### EXERCISE SET
A – Answer these questions from the thread on global etymology below, each on its own line. (i) Beyond roughly how many years is comparison or reconstruction called hard? (ii) What age of languages could still be compared in some case, according to the thread? (iii) What caveat does the thread say is built into how scientific epistemologies use the word "know"?
B – From the thread on global etymology below, quote word for word the passage that begins with the words "There's no reason" and ends with "on other projects.".

### EXTRACTED TEXT
Bengtson & Ruhlen, Global Etymology

I'm not really sure what you're understanding as "noise" here. In a standard cross-linguistic corpus analysis, the challenge is simply to separate similarities due to relatedness from similarities due to chance, as conditioned by phonological patterns. There are many ways to go about this, but most techniques involve predicting a baseline of similarity expected between unrelated languages and then measuring forward against that standard. With this information, can you know the relatedness of two particular lexical items? Usually not very well. Can you know the relatedness of two large lexical sets? Yes, to a high degree of probability.
All I'm saying is that we never really can know. Finding a suitable baseline is challenging because the comparison of any two languages is not identical to the comparison of others. Certainly we can find a reasonable range and realize that it's hard to compare/reconstruct beyond, say, 15,000 years. But we can't rule out the possibility that there are tiny bits of relevant evidence still there. As I said, it's exponentially less precise, but that doesn't mean there's precisely no information or that there is some "wall" we can't go past. It just means that there's less and less reason to try the farther back we go. That's all I've been saying. This "wall" is a myth, just as much as the mass comparison method. Statistically speaking, it's more correct, but only because it approximates the real situation, not because it really exists.
There's no reason at all we couldn't find some case where we can compare languages 25,000 years old. The odds are against it, and we may never know if that's due to chance or not, but there probably are some cases out there. Our time is, however, likely better spent on other projects.

If your standard is absolute knowledge (whatever that means!), you'll have to find a new field. In science, everything we know is subject to revision in the face of newer and better evidence. That caveat comes pre-baked into how scientific epistemologies use the word "know", and there's nothing particularly unusual about historical linguistics in this regard.
I completely agree. So why did you write "we absolutely can know"? I don't think we can. I think it's always possible that an ancient comparison is correct, but just incredibly unlikely. The only way to know if we're going back "too far" is based on how reliable we want to be. Taken that way, older comparisons aren't so bad, as long as they aren't presented as fact or even reliable guesses.

### RAW DATA
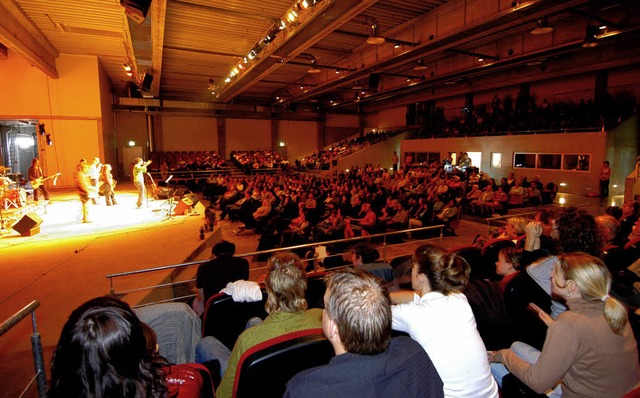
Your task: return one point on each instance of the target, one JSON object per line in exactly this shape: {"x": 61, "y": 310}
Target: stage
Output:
{"x": 66, "y": 263}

### EXERCISE SOLUTIONS
A –
(i) About 15,000 years.
(ii) 25,000 years.
(iii) Everything we know is subject to revision in the face of newer and better evidence.

B –
There's no reason at all we couldn't find some case where we can compare languages 25,000 years old. The odds are against it, and we may never know if that's due to chance or not, but there probably are some cases out there. Our time is, however, likely better spent on other projects.